- **Work item**
Answer these questions about the biographical text on Alix Kilroy.
1. At which Oxford college was she educated?
2. What property did she and her husband acquire at about the end of the Second World War?
3. From what year did she chair the Southeastern Gas Consultative Council?

- **Selected extract**
= Beginning of Section =

= Alix Kilroy =

British public servant

Dame Alix Hester Marie Kilroy, Lady Meynell, DBE (1903–1999) was one of the first two women to have entered the administrative grade of the Civil Service by examination (in 1925).

She was given a desk at the Board of Trade, where she ascended to Under-Secretary and where she served for 30 years (aside from a brief spell at the newly formed Monopolies Commission). She retired in 1955. She marked her 95th birthday by publishing a new book: What Grandmother Said (published February 1998), was the last of her writings. Her 1988 autobiography, Public Servant, Private Woman, charted her progress through government.

==Early years==
"A.K." or "Bay" as she was known to friends, was the daughter of a Surgeon Commander of the Royal Navy, educated at Malvern Girls' College and at Somerville College, Oxford, where she read Modern Greats. Her unconventional relationship (without benefit of marriage until 1946) with Francis Meynell, a poet, book designer and founder of Nonesuch Press, was childless, although she was devoted to her husband's large family of nephews and nieces. Marriage in 1946 bestowed, as the wife of a "K" (he was knighted that year), the title of "Lady", although this honorific was, technically, to be trumped by the DBE awarded her in 1949.

At about the end of the Second World War, the couple acquired "Cobbold's Mill" between Lavenham and Hadleigh, Suffolk, and there, for more than 20 years, they combined keeping open house to a multitude of friends with, until retirement, pursuit of their respective careers. She and her husband took up small-scale farming there. She was also active in anti-Suez activism and early post-war socialism. She was chair of the Southeastern Gas Consultative Council from 1956. Later, she was to become a founder-member of the SDP, and as late as the 1997 election she encouraged her friends to vote Lib-Dem rather than Labour on the grounds that this could end the Conservative stranglehold on Suffolk South; however, it did the opposite.

= End of Section =

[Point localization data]

= Beginning of Section =

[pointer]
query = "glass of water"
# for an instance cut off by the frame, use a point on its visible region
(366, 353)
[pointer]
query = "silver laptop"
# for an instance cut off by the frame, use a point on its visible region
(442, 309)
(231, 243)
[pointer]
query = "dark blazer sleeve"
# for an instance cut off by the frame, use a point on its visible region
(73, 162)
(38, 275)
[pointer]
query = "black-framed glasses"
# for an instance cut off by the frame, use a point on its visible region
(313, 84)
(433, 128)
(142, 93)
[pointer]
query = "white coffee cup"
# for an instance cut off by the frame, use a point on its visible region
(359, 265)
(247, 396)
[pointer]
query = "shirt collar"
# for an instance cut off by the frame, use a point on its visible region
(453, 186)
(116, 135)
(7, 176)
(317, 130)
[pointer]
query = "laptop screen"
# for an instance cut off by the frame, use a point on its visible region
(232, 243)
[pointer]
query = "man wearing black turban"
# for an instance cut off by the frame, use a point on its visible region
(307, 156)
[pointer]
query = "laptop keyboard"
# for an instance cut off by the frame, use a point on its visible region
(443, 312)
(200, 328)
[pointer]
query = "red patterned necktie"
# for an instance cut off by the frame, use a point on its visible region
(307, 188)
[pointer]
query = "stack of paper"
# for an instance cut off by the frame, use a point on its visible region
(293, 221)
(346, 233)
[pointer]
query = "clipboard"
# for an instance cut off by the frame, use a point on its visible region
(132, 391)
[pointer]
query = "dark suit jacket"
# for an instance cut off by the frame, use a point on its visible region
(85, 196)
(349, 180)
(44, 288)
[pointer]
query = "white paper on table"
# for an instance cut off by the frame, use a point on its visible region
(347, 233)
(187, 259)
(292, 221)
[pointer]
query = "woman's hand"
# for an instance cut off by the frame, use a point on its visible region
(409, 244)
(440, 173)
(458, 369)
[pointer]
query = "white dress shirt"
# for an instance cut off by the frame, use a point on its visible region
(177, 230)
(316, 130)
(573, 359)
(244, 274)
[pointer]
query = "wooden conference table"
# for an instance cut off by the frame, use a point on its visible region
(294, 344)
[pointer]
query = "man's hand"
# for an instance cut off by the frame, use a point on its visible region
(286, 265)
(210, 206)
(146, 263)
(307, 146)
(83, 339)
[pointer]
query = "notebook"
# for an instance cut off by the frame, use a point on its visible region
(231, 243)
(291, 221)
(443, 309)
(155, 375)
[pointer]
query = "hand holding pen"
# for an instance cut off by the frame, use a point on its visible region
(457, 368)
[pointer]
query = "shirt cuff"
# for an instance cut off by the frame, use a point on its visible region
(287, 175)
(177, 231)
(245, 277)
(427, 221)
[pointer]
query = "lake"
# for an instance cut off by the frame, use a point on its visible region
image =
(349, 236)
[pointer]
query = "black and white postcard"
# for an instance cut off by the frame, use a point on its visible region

= End of Section =

- **Response**
1. Somerville College
2. "Cobbold's Mill," between Lavenham and Hadleigh, Suffolk
3. 1956